● Aim of the task:
Reproduce the forum thread on Access databases and text versus integer keys below verbatim, from its first line to its last.

##### Document section

Yes - we used to use access for the front and back ends - until we 
needed a bit more flexibility on how to present/use the data.

I've also seen access used with other db engines - can be useful, but 
painful at the same time.


> I did 6 months' work experience at a small place with a big complicated
> Access database. I don't know how normalised it was, but I know that
> Access certainly can hold data normalised and denormalise it for when
> you want to look at it, renormalising it again behind the scenes.
>

We only use access .mdb files - not access itself.  We interface the 
databases with custom programming.

>>>> Do you have some thoughts on joins using text data types instead of
>>>> integer numbers?
>>>
>>> If those are *supposed* to be integer numbers, you should store them as
>>> such. If you don't, you're just asking for trouble some day.
>>
>> I guess the question is more:
>> It is good or bad practice to use text as the 'key' rather than
>> dereferencing to an integer type?
>
> In terms of efficiency, it makes virtually no difference.
>
> Pro-tip: Don't use real-world things as primary keys. Because you know
> what? Real-world things have this nasty habit of *changing*. You don't
> ever want your primary key to change. This is why databases up and down
> the country refer to Mr Smith not as Mr Smith but as customer #238523.

##########
##### Stored data

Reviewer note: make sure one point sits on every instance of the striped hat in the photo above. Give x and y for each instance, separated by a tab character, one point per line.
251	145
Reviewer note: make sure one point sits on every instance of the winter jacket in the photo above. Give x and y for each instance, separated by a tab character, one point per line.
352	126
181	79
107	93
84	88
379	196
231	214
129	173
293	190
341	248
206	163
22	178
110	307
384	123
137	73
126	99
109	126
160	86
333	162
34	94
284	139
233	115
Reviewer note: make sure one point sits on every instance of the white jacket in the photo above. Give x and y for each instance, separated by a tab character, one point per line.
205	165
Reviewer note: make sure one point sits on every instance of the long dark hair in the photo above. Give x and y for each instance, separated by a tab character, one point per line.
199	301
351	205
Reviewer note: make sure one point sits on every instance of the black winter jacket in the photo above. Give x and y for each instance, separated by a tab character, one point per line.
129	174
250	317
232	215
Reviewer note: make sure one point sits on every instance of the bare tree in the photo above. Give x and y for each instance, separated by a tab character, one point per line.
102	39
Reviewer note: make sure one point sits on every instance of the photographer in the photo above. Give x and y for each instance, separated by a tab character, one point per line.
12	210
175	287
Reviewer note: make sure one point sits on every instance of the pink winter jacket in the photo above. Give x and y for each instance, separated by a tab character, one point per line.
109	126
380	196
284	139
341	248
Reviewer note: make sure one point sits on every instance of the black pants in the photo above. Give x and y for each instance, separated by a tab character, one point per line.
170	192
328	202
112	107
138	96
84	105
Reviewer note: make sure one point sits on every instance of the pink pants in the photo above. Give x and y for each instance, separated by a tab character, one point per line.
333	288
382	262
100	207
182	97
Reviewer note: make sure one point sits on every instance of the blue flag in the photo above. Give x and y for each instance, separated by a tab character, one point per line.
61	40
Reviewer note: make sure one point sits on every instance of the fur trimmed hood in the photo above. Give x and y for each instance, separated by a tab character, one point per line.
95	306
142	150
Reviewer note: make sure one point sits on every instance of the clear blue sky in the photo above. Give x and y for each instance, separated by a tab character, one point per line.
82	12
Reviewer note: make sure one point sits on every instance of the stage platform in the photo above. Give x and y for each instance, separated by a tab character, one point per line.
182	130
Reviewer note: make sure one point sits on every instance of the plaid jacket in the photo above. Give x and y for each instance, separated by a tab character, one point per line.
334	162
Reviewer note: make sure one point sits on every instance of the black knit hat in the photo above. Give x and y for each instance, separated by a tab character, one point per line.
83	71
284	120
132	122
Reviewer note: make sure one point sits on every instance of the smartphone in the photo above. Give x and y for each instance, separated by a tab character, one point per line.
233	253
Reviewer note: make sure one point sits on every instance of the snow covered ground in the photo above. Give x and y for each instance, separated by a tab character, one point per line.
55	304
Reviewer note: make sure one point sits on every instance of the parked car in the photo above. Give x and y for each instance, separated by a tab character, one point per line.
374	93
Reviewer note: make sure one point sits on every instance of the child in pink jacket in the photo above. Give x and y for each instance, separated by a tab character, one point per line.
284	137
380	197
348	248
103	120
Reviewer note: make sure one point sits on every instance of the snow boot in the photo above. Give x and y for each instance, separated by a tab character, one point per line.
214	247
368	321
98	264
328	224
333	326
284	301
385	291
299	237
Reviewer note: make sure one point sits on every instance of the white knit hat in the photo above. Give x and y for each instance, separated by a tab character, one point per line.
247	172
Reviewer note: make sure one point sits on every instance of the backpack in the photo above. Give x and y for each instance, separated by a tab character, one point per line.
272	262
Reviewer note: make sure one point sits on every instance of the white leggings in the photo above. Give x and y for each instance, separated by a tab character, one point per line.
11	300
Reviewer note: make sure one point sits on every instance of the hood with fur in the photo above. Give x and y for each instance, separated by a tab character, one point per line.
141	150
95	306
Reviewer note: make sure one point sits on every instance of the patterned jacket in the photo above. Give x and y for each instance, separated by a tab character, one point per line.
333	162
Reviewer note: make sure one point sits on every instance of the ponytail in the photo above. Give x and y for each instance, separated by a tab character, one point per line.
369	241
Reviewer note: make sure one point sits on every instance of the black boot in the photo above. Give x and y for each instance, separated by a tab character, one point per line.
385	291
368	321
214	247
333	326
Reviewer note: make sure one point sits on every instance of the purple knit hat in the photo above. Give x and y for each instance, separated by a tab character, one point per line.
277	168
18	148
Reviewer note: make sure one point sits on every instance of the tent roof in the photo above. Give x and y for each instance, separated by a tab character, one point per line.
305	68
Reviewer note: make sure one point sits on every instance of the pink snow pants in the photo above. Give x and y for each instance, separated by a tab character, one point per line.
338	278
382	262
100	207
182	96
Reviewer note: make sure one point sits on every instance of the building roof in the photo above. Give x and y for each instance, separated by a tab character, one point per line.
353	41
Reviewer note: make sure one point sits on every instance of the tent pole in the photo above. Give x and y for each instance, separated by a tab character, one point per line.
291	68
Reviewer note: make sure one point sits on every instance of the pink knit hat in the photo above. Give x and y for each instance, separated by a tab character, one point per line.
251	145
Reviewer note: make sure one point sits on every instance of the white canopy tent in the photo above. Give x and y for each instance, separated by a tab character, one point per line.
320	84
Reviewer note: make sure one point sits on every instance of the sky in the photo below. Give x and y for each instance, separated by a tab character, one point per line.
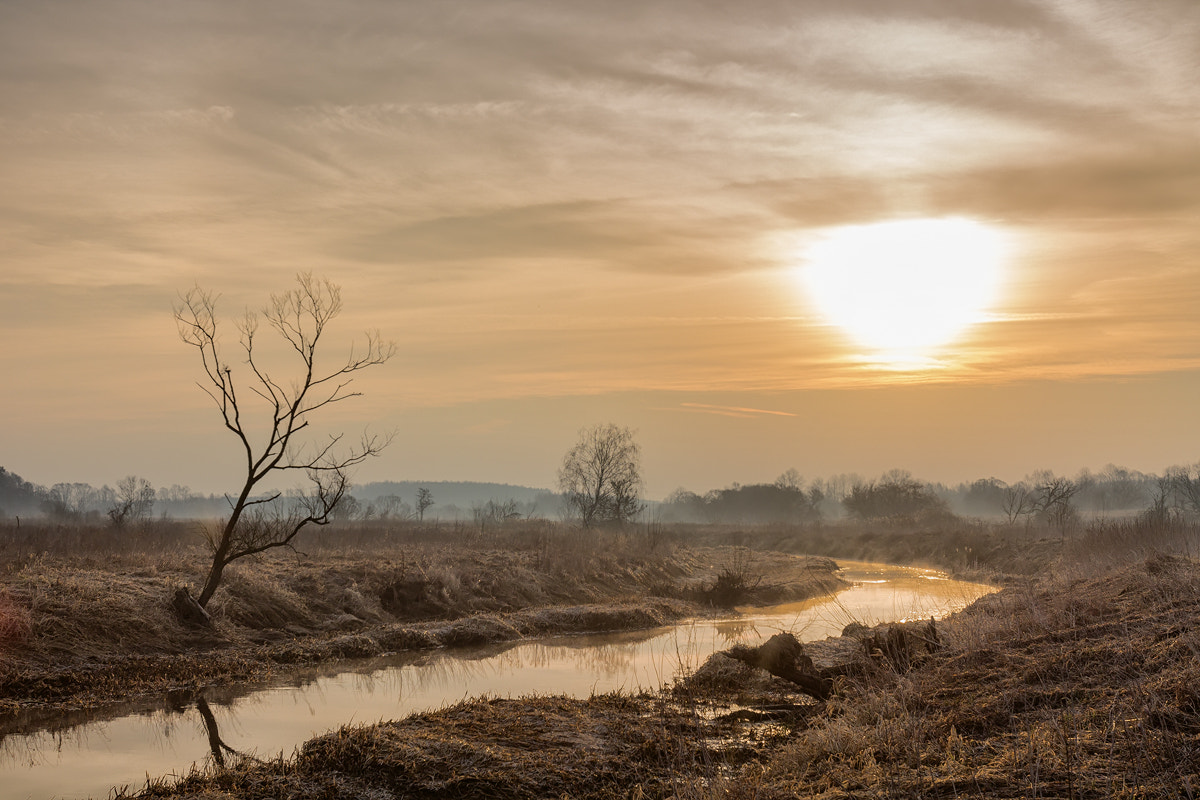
568	214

##########

● Answer for this exercise:
Yes - we used to use access for the front and back ends - until we 
needed a bit more flexibility on how to present/use the data.

I've also seen access used with other db engines - can be useful, but 
painful at the same time.


> I did 6 months' work experience at a small place with a big complicated
> Access database. I don't know how normalised it was, but I know that
> Access certainly can hold data normalised and denormalise it for when
> you want to look at it, renormalising it again behind the scenes.
>

We only use access .mdb files - not access itself.  We interface the 
databases with custom programming.

>>>> Do you have some thoughts on joins using text data types instead of
>>>> integer numbers?
>>>
>>> If those are *supposed* to be integer numbers, you should store them as
>>> such. If you don't, you're just asking for trouble some day.
>>
>> I guess the question is more:
>> It is good or bad practice to use text as the 'key' rather than
>> dereferencing to an integer type?
>
> In terms of efficiency, it makes virtually no difference.
>
> Pro-tip: Don't use real-world things as primary keys. Because you know
> what? Real-world things have this nasty habit of *changing*. You don't
> ever want your primary key to change. This is why databases up and down
> the country refer to Mr Smith not as Mr Smith but as customer #238523.